Start
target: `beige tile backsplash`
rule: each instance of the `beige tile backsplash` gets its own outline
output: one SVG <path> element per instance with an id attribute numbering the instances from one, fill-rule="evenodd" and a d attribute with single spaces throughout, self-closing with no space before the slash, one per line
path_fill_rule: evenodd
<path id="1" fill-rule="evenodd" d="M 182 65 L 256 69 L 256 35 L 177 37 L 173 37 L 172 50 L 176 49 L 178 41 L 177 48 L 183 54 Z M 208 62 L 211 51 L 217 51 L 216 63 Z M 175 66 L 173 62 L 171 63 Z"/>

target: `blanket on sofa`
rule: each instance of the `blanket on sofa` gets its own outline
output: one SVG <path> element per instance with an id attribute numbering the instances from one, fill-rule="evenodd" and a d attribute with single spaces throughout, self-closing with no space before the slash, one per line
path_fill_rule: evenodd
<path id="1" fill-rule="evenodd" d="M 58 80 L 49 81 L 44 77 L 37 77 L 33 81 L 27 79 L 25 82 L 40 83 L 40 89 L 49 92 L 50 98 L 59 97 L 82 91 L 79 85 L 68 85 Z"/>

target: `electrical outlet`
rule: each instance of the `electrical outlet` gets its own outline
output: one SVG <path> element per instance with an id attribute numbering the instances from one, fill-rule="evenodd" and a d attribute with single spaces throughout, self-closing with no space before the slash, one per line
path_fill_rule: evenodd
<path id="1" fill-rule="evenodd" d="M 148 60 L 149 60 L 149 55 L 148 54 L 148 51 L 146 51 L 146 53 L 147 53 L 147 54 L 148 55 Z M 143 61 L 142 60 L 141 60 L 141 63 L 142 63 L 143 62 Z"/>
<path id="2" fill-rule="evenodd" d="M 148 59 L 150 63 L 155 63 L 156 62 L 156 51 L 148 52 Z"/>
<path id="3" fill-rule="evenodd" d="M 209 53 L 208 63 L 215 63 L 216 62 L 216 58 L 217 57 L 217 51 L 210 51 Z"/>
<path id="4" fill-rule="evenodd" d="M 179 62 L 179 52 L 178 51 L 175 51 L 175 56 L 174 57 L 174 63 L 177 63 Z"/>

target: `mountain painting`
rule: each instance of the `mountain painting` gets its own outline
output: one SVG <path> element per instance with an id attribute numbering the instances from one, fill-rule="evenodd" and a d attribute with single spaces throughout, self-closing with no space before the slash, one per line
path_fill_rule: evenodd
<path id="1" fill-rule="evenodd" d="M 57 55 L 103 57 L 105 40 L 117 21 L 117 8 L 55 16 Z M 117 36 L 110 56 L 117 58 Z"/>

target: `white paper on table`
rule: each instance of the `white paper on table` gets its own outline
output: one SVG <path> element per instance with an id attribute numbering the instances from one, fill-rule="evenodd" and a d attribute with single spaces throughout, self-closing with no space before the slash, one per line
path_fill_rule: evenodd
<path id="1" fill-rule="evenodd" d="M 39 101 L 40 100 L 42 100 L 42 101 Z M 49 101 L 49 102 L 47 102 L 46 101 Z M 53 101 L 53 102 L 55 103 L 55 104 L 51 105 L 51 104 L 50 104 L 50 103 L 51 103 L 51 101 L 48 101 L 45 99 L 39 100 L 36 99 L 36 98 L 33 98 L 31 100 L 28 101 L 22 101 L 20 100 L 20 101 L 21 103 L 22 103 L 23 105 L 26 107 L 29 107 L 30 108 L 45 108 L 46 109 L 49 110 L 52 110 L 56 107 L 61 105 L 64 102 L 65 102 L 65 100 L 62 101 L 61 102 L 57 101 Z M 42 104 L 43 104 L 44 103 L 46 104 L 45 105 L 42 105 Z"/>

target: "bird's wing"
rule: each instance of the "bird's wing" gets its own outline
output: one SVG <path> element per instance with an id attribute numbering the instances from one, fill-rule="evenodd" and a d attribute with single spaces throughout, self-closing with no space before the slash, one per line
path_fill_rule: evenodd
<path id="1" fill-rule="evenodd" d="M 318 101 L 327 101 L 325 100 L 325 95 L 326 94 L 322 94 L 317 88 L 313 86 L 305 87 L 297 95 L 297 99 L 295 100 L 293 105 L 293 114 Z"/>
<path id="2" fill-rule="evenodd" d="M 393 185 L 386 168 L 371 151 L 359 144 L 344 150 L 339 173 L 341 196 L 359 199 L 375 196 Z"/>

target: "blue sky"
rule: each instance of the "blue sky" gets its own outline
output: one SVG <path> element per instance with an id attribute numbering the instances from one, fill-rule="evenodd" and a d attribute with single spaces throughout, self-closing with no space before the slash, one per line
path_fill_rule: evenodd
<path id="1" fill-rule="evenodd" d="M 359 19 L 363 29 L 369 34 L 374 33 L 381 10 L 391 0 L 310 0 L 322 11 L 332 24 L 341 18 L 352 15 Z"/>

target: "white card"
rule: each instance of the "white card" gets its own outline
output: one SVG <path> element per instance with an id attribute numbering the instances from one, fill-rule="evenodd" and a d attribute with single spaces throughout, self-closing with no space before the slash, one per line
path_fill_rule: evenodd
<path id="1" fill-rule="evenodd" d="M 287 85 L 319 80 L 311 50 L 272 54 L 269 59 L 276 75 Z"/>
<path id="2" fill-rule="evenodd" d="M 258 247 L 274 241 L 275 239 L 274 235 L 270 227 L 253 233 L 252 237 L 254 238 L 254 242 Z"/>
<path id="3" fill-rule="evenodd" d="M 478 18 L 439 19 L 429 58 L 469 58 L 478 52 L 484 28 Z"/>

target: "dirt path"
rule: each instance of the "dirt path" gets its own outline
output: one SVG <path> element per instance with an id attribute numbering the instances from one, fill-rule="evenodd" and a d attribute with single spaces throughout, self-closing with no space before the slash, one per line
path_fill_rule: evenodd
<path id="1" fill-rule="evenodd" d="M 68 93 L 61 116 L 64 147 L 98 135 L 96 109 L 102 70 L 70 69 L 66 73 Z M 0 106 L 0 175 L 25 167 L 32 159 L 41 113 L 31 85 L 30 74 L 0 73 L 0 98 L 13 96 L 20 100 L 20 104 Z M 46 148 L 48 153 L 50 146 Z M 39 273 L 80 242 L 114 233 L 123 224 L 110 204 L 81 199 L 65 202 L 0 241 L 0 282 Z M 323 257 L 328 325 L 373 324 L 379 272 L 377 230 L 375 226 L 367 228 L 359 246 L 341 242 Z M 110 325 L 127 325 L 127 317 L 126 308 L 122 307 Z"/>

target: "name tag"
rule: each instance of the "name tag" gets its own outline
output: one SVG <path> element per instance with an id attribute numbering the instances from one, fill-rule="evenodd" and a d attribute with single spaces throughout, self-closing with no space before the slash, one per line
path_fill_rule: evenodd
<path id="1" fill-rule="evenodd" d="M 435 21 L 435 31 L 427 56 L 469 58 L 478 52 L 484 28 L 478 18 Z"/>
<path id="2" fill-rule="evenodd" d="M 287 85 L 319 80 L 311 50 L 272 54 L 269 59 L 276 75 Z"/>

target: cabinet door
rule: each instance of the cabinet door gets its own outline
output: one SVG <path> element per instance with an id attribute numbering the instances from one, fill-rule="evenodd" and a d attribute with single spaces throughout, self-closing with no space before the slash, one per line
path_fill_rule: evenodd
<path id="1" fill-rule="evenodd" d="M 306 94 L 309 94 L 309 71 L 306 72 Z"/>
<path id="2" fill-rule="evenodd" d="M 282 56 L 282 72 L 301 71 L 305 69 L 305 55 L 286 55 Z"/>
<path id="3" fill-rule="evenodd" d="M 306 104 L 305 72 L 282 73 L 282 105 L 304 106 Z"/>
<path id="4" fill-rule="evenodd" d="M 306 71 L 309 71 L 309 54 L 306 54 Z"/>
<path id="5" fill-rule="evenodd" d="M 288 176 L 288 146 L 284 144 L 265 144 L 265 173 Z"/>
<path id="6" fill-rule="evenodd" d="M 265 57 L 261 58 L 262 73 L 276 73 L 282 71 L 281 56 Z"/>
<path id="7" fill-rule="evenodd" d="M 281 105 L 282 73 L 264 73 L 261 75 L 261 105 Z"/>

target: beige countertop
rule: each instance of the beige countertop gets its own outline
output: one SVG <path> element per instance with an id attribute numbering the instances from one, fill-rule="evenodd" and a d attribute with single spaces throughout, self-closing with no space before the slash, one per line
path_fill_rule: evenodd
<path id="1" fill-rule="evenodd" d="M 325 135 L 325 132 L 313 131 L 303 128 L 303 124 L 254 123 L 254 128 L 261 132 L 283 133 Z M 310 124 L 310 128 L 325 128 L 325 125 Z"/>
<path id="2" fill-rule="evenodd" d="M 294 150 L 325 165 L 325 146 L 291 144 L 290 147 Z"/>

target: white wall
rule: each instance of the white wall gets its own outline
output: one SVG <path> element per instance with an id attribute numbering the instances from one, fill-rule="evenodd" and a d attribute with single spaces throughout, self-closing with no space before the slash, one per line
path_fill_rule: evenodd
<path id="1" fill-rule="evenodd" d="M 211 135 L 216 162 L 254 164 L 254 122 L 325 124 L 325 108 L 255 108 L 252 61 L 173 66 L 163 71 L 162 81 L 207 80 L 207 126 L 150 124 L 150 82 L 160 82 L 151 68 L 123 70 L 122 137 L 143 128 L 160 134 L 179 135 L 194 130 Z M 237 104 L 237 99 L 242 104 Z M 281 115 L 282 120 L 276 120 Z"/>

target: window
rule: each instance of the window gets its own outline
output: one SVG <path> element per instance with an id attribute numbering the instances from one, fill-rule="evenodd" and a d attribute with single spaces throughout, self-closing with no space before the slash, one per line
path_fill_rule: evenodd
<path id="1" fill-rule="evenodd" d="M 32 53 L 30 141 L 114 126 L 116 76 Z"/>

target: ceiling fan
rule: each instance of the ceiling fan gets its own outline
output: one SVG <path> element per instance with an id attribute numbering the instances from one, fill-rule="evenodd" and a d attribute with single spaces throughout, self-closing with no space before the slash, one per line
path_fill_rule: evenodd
End
Required task:
Reproduce exactly the lines from the one containing "target: beige countertop" through the last line of the records above, including both, and nothing else.

Final result:
target: beige countertop
rule: each instance of the beige countertop gets its own outline
output: one SVG <path> element per instance with an id attribute numbering the instances from one, fill-rule="evenodd" and a d attribute with single spaces throughout, self-closing with no space before the slash, one per line
path_fill_rule: evenodd
<path id="1" fill-rule="evenodd" d="M 325 135 L 325 132 L 313 131 L 303 128 L 303 124 L 254 123 L 254 128 L 261 132 L 283 133 Z M 310 124 L 310 128 L 325 128 L 325 125 Z"/>
<path id="2" fill-rule="evenodd" d="M 294 150 L 325 165 L 325 146 L 291 144 L 290 147 Z"/>

target: white wall
rule: each instance of the white wall gets its own outline
output: one SVG <path> element per instance with an id attribute numbering the instances from one, fill-rule="evenodd" and a d attribute with single spaces throughout, self-closing with no space before the slash, one per line
path_fill_rule: evenodd
<path id="1" fill-rule="evenodd" d="M 211 135 L 216 162 L 254 164 L 254 122 L 325 124 L 325 108 L 255 108 L 252 61 L 173 66 L 163 71 L 162 81 L 207 80 L 207 126 L 150 124 L 150 82 L 160 82 L 151 68 L 123 70 L 122 137 L 143 128 L 160 134 L 179 135 L 194 130 Z M 237 104 L 237 99 L 242 104 Z M 281 115 L 282 120 L 276 120 Z"/>

target: window
rule: each instance of the window gets its own outline
output: one SVG <path> element per instance with an id attribute numbering the instances from one, fill-rule="evenodd" and a d attribute with single spaces throughout, self-closing with no space before the slash, one per line
path_fill_rule: evenodd
<path id="1" fill-rule="evenodd" d="M 32 53 L 30 141 L 114 126 L 116 76 Z"/>

target: ceiling fan
rule: each instance of the ceiling fan gets its own outline
output: one SVG <path> element per instance with an id attribute numbering the instances from one, fill-rule="evenodd" and a d attribute with single spaces throughout, self-closing with no space before the slash, one per line
path_fill_rule: evenodd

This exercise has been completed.